◆ Task to complete
Return the full set of records, matching them character for character.
*** Begin section ***
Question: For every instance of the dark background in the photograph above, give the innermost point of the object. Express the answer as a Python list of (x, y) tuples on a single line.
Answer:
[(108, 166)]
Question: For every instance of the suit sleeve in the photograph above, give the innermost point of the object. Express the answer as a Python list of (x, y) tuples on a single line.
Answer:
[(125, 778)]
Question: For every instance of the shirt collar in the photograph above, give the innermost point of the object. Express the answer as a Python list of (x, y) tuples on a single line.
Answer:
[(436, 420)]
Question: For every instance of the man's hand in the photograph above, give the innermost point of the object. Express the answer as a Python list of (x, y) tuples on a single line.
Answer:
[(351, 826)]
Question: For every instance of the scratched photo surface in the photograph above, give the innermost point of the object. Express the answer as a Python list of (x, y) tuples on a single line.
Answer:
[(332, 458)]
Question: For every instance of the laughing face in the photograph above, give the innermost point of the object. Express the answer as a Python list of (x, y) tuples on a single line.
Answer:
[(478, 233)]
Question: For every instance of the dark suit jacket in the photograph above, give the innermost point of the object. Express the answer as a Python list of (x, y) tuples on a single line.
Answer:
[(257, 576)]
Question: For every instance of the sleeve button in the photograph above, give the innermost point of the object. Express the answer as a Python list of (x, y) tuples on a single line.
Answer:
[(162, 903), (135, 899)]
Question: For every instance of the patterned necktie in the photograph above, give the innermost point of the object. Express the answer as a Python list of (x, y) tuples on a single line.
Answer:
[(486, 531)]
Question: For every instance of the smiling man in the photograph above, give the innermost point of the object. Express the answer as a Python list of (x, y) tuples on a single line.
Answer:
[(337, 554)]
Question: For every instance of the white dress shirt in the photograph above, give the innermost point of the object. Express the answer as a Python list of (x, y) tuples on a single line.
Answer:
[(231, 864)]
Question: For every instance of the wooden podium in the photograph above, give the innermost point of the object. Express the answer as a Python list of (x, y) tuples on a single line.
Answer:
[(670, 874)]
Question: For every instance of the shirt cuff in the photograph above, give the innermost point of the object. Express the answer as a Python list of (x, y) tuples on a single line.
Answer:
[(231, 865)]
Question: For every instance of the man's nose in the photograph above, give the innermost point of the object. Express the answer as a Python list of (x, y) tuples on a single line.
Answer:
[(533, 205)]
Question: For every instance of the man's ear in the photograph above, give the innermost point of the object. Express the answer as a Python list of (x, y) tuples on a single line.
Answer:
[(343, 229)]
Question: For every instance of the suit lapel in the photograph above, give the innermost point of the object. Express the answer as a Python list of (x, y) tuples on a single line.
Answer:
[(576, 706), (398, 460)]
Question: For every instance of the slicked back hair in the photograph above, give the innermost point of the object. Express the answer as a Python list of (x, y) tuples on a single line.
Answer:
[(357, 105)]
*** End section ***
◆ Exercise result
Question: For every instance of the dark background in the photograph above, give the innermost point of the object. Express the answer as a Python list of (x, y) tuples on a single line.
Answer:
[(108, 166)]
Question: For every instance of the suit sleeve in the photograph above, give the innermost point of the object. Express the answer as a Python list of (x, y) tuples on a single line.
Answer:
[(125, 778)]
Question: For every instance of the shirt collar in the photograph above, give the innermost point of the object. Express the answer as a Python list of (x, y) tuples on a single line.
Answer:
[(436, 420)]
Question: For every instance of the man's hand in the photograph above, give the innermost point of the object. Express the answer as a Python list of (x, y) tuples on a single line.
Answer:
[(351, 826)]
Question: For every instance of the scratched photo surface in the photograph above, give the innermost point of the object. Express the answer as a Python list of (x, y) tuples on a single line.
Answer:
[(332, 458)]
Question: For every instance of the laughing face in the photograph above, give the innermost point of the object. Express the answer as a Python list of (x, y) tuples on a single line.
Answer:
[(478, 233)]
Question: For every instance of the dark suit jacket in the photograph above, give the innermost point of the object. Express the answer as a Python list of (x, y) tuples on a single line.
Answer:
[(257, 576)]
Question: For every instance of the sleeve button in the photograph above, give the innermost point of the object. Express the answer as a Python list of (x, y) tuples on a single line.
Answer:
[(162, 903), (135, 899)]
Question: For every instance of the patterned necktie in the photograph above, give the innermost point of the object. Express the answer as a Python list of (x, y) tuples on a single line.
Answer:
[(486, 531)]
Question: For every instance of the smiling man in the photograph above, give the innermost point of the object. Express the answer as a Python list of (x, y) tuples on a single line.
Answer:
[(337, 554)]
Question: For every instance of the white dress shirt in the photograph above, give the innermost point of the object. Express the answer as a Python list of (x, y) tuples on a single line.
Answer:
[(231, 864)]
Question: For every instance of the wooden podium in the photograph above, give the innermost point of the object. Express the answer as a Python list of (x, y) tuples on a single line.
Answer:
[(670, 874)]
Question: For every instance of the shirt cuff in the photograph above, give the innermost point of the object. Express the answer as a Python list of (x, y) tuples on a single line.
Answer:
[(231, 865)]
Question: For every instance of the man's nose in the photograph above, give the innermost point of the object. Express the answer as a Python list of (x, y) tuples on a single line.
Answer:
[(533, 205)]
Question: For every instance of the man's ear in the photograph above, give the innermost point of the object. Express the answer as a Python list of (x, y) tuples on a single line.
Answer:
[(343, 229)]
Question: For every instance of the suit lapel in the photograph above, give the innermost point of the object. Express the answer as a Python list of (x, y) tuples on a single line.
Answer:
[(576, 706), (398, 460)]
Question: For every instance of the slicked back hair in the photograph above, give the innermost point of the object. Express the answer as a Python list of (x, y) tuples on a single line.
Answer:
[(357, 105)]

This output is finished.